# START OF DATASET EXTRACT

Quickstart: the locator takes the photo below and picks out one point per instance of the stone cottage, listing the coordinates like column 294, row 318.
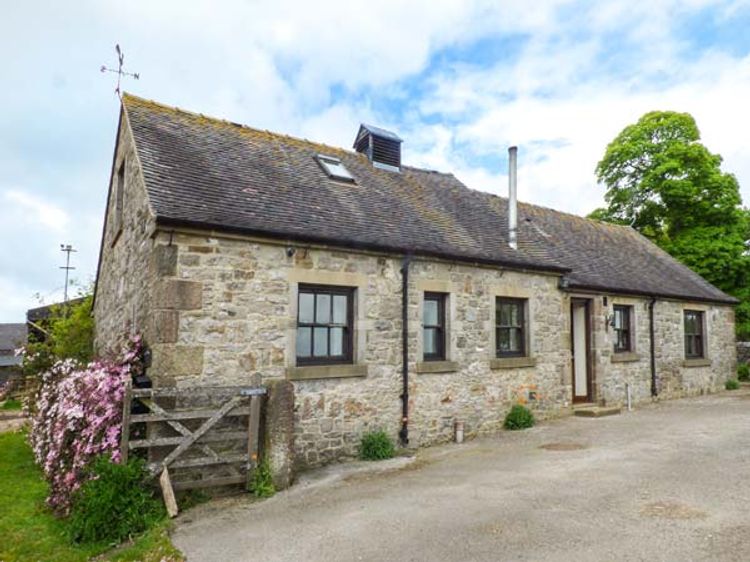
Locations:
column 392, row 297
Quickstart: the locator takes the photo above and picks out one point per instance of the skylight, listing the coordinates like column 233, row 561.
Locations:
column 334, row 168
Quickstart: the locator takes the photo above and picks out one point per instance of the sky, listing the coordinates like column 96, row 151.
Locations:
column 458, row 80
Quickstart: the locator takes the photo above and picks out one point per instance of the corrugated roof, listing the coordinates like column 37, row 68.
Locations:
column 211, row 173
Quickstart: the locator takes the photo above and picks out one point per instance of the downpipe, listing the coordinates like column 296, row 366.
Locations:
column 651, row 331
column 403, row 434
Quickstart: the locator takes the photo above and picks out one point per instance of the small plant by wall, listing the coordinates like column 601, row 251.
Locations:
column 261, row 482
column 519, row 417
column 113, row 504
column 376, row 446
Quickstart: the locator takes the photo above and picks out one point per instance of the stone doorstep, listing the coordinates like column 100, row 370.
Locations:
column 596, row 411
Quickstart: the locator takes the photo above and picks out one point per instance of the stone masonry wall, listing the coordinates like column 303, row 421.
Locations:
column 222, row 310
column 675, row 376
column 244, row 323
column 123, row 291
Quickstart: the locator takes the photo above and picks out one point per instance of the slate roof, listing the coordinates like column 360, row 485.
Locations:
column 12, row 336
column 209, row 173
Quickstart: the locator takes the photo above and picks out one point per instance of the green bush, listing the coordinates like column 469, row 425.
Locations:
column 519, row 417
column 114, row 505
column 376, row 446
column 261, row 482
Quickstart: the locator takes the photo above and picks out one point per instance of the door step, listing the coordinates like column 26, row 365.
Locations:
column 597, row 411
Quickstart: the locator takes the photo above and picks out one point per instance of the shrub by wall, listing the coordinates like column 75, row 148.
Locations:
column 76, row 416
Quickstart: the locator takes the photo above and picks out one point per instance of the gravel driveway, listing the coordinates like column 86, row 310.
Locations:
column 666, row 482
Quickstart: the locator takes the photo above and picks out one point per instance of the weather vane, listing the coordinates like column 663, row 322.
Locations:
column 120, row 72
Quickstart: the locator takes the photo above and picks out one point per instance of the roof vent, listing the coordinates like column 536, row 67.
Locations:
column 382, row 147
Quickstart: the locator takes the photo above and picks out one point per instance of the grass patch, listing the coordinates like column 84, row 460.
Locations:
column 11, row 404
column 29, row 531
column 732, row 384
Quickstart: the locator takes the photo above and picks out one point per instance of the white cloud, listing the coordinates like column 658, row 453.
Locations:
column 568, row 77
column 36, row 211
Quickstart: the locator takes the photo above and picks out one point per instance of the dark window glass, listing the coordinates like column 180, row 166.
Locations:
column 433, row 326
column 510, row 327
column 324, row 325
column 623, row 333
column 694, row 339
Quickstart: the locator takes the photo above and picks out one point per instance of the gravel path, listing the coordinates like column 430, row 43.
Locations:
column 661, row 483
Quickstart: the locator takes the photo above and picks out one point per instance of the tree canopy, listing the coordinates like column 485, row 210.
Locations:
column 665, row 183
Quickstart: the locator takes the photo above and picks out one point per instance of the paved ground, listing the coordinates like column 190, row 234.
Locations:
column 668, row 482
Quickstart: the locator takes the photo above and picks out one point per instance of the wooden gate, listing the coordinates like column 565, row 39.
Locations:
column 213, row 432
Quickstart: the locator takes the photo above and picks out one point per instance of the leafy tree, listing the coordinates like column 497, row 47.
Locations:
column 68, row 334
column 666, row 184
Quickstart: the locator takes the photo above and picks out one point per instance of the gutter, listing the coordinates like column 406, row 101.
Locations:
column 651, row 330
column 573, row 288
column 356, row 245
column 404, row 432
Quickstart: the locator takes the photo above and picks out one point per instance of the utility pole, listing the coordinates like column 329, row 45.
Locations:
column 68, row 249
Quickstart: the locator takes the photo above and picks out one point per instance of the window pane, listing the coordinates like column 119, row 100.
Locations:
column 303, row 342
column 514, row 340
column 320, row 342
column 306, row 305
column 514, row 316
column 323, row 309
column 430, row 316
column 503, row 314
column 503, row 340
column 430, row 341
column 337, row 341
column 339, row 309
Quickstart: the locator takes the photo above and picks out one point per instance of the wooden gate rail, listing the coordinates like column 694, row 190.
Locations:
column 237, row 402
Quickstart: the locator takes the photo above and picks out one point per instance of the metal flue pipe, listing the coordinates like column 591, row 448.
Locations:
column 513, row 197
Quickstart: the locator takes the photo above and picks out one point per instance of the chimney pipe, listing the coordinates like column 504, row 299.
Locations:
column 513, row 197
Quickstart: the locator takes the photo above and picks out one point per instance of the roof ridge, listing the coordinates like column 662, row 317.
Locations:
column 227, row 122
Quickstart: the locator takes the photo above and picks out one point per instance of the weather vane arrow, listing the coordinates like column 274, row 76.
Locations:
column 120, row 71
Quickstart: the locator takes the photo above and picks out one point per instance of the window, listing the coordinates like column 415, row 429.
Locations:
column 510, row 327
column 324, row 325
column 433, row 326
column 334, row 168
column 694, row 341
column 621, row 324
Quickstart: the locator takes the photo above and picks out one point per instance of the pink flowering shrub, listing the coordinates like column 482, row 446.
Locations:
column 77, row 416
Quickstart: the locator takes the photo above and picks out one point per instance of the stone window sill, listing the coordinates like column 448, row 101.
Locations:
column 702, row 362
column 625, row 357
column 437, row 367
column 512, row 362
column 316, row 372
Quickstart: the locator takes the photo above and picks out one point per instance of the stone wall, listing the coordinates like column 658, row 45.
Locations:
column 221, row 310
column 244, row 322
column 675, row 377
column 743, row 352
column 123, row 289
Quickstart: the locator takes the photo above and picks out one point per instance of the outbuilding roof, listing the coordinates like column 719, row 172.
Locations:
column 209, row 173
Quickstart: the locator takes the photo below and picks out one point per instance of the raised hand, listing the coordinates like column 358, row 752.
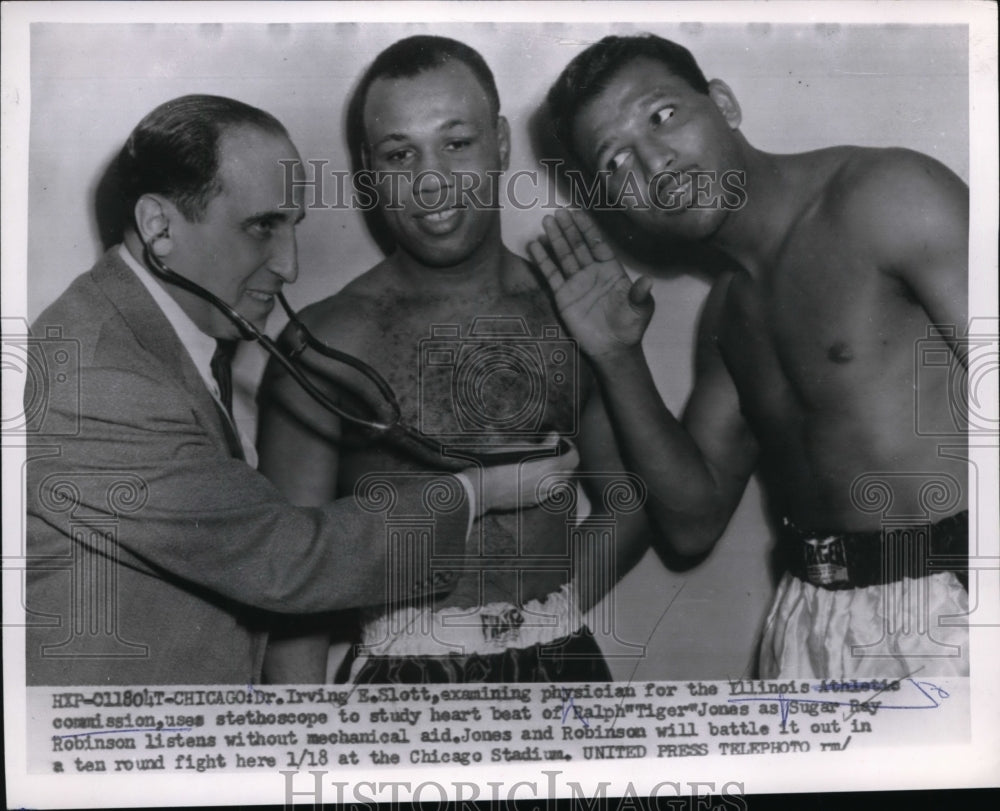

# END OF DATASET EXTRACT

> GOAL:
Rewrite all the entries above as a numbered list, one line per item, skipping any blank lines. Leave the pictures out.

> RESULT FOR THIS TASK:
1. Quickstart: the locator takes the photo below and picks out one point per instance of the stone cottage, listing the coordinates like column 294, row 318.
2. Locations:
3. column 392, row 297
4. Quickstart: the locator takes the photo above and picks out one point per instance of the skylight, listing the coordinates like column 233, row 561.
5. Locations:
6. column 334, row 168
7. Quickstart: the locator takes the photo above and picks out one point per instance of the sky, listing the coordinates like column 96, row 151.
8. Locations:
9. column 458, row 80
10. Quickstart: the locator takes the photo above and picks out one point per instance of the corrugated roof, listing the coordinates like column 37, row 68.
11. Locations:
12. column 211, row 173
13. Quickstart: the locator takes the photo above and picks out one point per instance of the downpipe, listing the coordinates like column 296, row 366.
14. Locations:
15. column 651, row 331
16. column 403, row 434
17. Quickstart: the locator takes the photo above and picks out one point per instance of the small plant by wall, listing the coordinates like column 601, row 251.
18. Locations:
19. column 261, row 482
20. column 519, row 417
21. column 113, row 504
22. column 376, row 446
23. Quickstart: the locator takes the photo above and picks out one point per instance of the stone doorstep, listing the coordinates like column 100, row 370.
24. Locations:
25. column 596, row 411
26. Quickstart: the locator takes the photo above and picks out one point per instance of the stone masonry wall, listing the coordinates like column 303, row 421.
27. Locations:
28. column 222, row 310
29. column 675, row 376
30. column 244, row 323
31. column 123, row 291
32. Quickstart: the locator takes the photo above and picks out one point per instance of the slate roof, listing the coordinates like column 360, row 485.
33. Locations:
34. column 12, row 336
35. column 209, row 173
36. Quickstart: the locator takes the photo above and picks out one point per instance of the green bush, listing the coordinates like column 469, row 425.
37. Locations:
38. column 519, row 417
39. column 114, row 505
40. column 376, row 446
41. column 261, row 482
42. Quickstart: the locator takes the photo above and picks out one point per instance of the door step, listing the coordinates like column 26, row 365.
43. Locations:
44. column 597, row 411
45. Quickstart: the locator takes the photo above and picks out one point per instance of the shrub by wall, listing the coordinates like column 75, row 148.
46. Locations:
47. column 76, row 416
48. Quickstart: the locator takes the photo above and picks out one point per instance of the gravel driveway, listing the coordinates like column 86, row 310.
49. Locations:
50. column 666, row 482
51. Quickstart: the locator takes the photo above and picks out one point per instance of the weather vane, listing the coordinates like column 663, row 322.
52. Locations:
53. column 120, row 72
54. Quickstart: the locator takes the photo above and picks out one point per instance of the roof vent, listing the coordinates like column 536, row 67.
55. Locations:
56. column 382, row 147
57. Quickstart: the locator takes the photo above and picks out one point per instance of the grass patch, listing the coordinates like column 84, row 460.
58. Locations:
59. column 11, row 404
60. column 29, row 531
61. column 732, row 384
62. Quickstart: the locator takes the photo above and picks out one point per instance of the white cloud, listing the coordinates like column 658, row 453.
63. Locations:
64. column 568, row 77
65. column 36, row 211
66. Quickstart: the locator takes the photo above and picks out one point per instance of the dark window glass, listing the coordinates like column 180, row 166.
67. Locations:
68. column 433, row 326
69. column 510, row 327
70. column 324, row 325
71. column 623, row 333
72. column 694, row 339
73. Quickstart: the locator takes the photo above and picks out one point per instance of the gravel path, listing the coordinates like column 430, row 43.
74. Locations:
75. column 661, row 483
76. Quickstart: the locator takes the photo above and picks out one point per instance of the tree canopy, listing the coordinates like column 485, row 210.
77. Locations:
78. column 665, row 183
79. Quickstart: the locator takes the photo above and picks out one point per instance of the paved ground, listing the coordinates like column 190, row 234.
80. Locations:
81. column 668, row 482
82. Quickstart: the locator takes the photo above and picks out one point per instance of the wooden gate, listing the coordinates like column 565, row 39.
83. Locations:
84. column 213, row 432
85. Quickstart: the locator takes the photo above and picks out one point per instance of the leafy tree, listing the coordinates like column 497, row 47.
86. Locations:
87. column 68, row 334
88. column 666, row 184
89. Quickstart: the locator takes the photo above and picks out one point per instance of the gutter, listing the coordinates like column 406, row 101.
90. Locations:
91. column 651, row 330
92. column 573, row 288
93. column 356, row 245
94. column 404, row 432
95. Quickstart: the locator takes the photo above and picks out one point per instance of the utility pole, listing the coordinates like column 329, row 45.
96. Locations:
97. column 68, row 249
98. Quickstart: the locator takes the photo above and picks out one point per instance of the window pane, listing the coordinates like column 119, row 100.
99. Locations:
100. column 303, row 342
101. column 514, row 340
102. column 320, row 342
103. column 306, row 305
104. column 514, row 316
105. column 323, row 309
106. column 430, row 316
107. column 503, row 314
108. column 503, row 340
109. column 430, row 341
110. column 337, row 341
111. column 339, row 309
112. Quickstart: the locator takes the photo above and picks out one point per instance of the wooden gate rail, listing the coordinates like column 694, row 190.
113. Locations:
114. column 237, row 402
115. Quickstart: the locator takes the photo above and picks out one point per instance of the metal flue pipe, listing the coordinates like column 591, row 448.
116. Locations:
117. column 513, row 197
118. Quickstart: the locator takes the photo above and picks out one point per instance of the chimney pipe, listing the coordinates like column 504, row 299.
119. Locations:
120. column 513, row 197
121. Quickstart: the locator takes the photo above and picks out one point per instance of the roof ridge, listing the coordinates like column 662, row 317.
122. Locations:
123. column 227, row 122
124. Quickstart: the locator takes the photo above and picks out one point per instance of the weather vane arrow, listing the coordinates like column 274, row 76.
125. Locations:
126. column 120, row 71
127. Quickstart: the locator takes the photo above and picks out one point per instance of the window, listing the coordinates like column 415, row 429.
128. Locations:
129. column 510, row 327
130. column 324, row 325
131. column 433, row 326
132. column 334, row 168
133. column 694, row 341
134. column 621, row 324
135. Quickstart: the locator takes the photo above and picks out one point per instance of the pink flowering shrub, listing the coordinates like column 482, row 446.
136. Locations:
137. column 77, row 416
138. Quickstart: the locator takes the photo above and picks out one point per instance of the stone window sill, listing the coordinates like column 448, row 101.
139. Locations:
140. column 702, row 362
141. column 625, row 357
142. column 437, row 367
143. column 512, row 362
144. column 316, row 372
145. Quickstart: the locator takes the photo above and picks out one point per instance of the stone wall, listing the coordinates like column 658, row 45.
146. Locations:
147. column 221, row 310
148. column 244, row 322
149. column 675, row 377
150. column 743, row 352
151. column 123, row 289
152. Quickstart: the locator takes the photo above and picks out one point per instance of the outbuilding roof, listing the coordinates like column 719, row 172.
153. Locations:
154. column 209, row 173
155. Quickstart: the locator takes the photo below and picks out one point per instance of the raised hand, listing the coordinates like column 358, row 752.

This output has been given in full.